• _EXTRACT TO READ_

· · ·

Joyce and Eliot Sterling have been growing dahlias since 1963. When asked how they became interested in growing dahlias, Joyce said she couldn’t remember since it was so long ago. But, she said Harry Dixon, a founding member of RIDS, taught her a lot about growing and exhibiting.
The Sterlings joined ADS and the Connecticut Dahlia Society in 1972 and RIDS in 1976. They grow more than 300 plants per year. Each year the number varies because many of the dahlias they grow are seedlings.
Joyce’s favorite dahlias are those designated AOT (All Other Types), and this is the area in which she concentrates her efforts at hybridizing new introductions. Her first introduction was Marshall Schalk, a single white dahlia. Named for a geologist friend, Joyce says he was more excited about having a dahlia named for him than he was of the many scientific awards he had received. Joyce precedes most of her other introductions with the name ‘Bay State’ so everyone will know she is from Massachusetts.
One of her proudest accomplishments is receiving the Evie Gullickson Medal in 2005 for Bay State Angel. This medal is awarded each year to the cultivar that has the highest Seedling Bench Evaluation score for an AOT dahlia in the United States and Canada.
Joyce is an ADS accredited Senior Dahlia Judge who is currently teaching the newest group of RIDS members the ins and outs of how to be an ADS dahlia judge. Joyce served as Chair of Judges/Evaluations from 1997 to 2002, President of RIDS from 1997 to 1999, was the founder and chairman of the Washington County Fair’s Dahlia Show from 1997 to 2002, and currently serves as Evaluation Chair.

· · ·

• _INPUT DATA_
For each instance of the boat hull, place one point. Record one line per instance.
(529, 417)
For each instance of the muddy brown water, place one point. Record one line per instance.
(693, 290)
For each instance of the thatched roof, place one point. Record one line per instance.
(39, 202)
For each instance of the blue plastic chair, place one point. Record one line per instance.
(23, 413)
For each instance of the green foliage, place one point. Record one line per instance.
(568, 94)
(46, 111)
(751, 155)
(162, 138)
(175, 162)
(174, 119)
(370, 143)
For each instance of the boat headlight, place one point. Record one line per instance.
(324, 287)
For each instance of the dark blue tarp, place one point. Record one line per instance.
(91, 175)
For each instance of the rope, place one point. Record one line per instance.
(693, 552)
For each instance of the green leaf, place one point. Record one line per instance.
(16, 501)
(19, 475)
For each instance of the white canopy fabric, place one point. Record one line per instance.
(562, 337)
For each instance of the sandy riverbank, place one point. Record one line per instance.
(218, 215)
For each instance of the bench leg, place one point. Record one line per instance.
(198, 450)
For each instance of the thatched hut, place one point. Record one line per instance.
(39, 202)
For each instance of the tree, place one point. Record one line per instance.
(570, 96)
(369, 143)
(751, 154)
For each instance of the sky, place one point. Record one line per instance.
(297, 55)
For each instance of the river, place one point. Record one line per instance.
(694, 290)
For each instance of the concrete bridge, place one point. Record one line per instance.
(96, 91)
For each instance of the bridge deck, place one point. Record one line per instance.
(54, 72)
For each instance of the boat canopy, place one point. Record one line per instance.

· · ·

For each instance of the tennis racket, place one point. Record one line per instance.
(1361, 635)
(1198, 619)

· · ·

• _REQUIREMENT A_
In the profile of the Sterlings, what was the name of Joyce's first dahlia introduction?
• _REQUIREMENT B_
Write the next part of the profile of the Sterlings, the dahlia growers.
The items play no part in this work.

• _RESPONSE BOX A_
Marshall Schalk, a single white dahlia.

• _RESPONSE BOX B_
Joyce is interested in all aspects of growing and exhibiting dahlias and has shown dahlias since 1972 at RIDS, Washington County, Connecticut, Long Island, New Jersey, Provincetown and ADS National shows, as well as the Topsfield Fair in Massachusetts.
She is a member of AAAS, the American Association for the Advancement of Science, Section G – Biology. In this organization, she is listed as a “volunteer for the American Dahlia Society with a special interest in development of new varieties.” She has introduced 13 varieties so far.
And what about Eliot you ask? A very quiet and affable man, Eliot has just celebrated 55 years at General Electric in Lynn, Massachusetts, as an engineer working on jet engines. He is an ADS accredited Dahlia Judge and is very supportive of Joyce’s hybridizing efforts.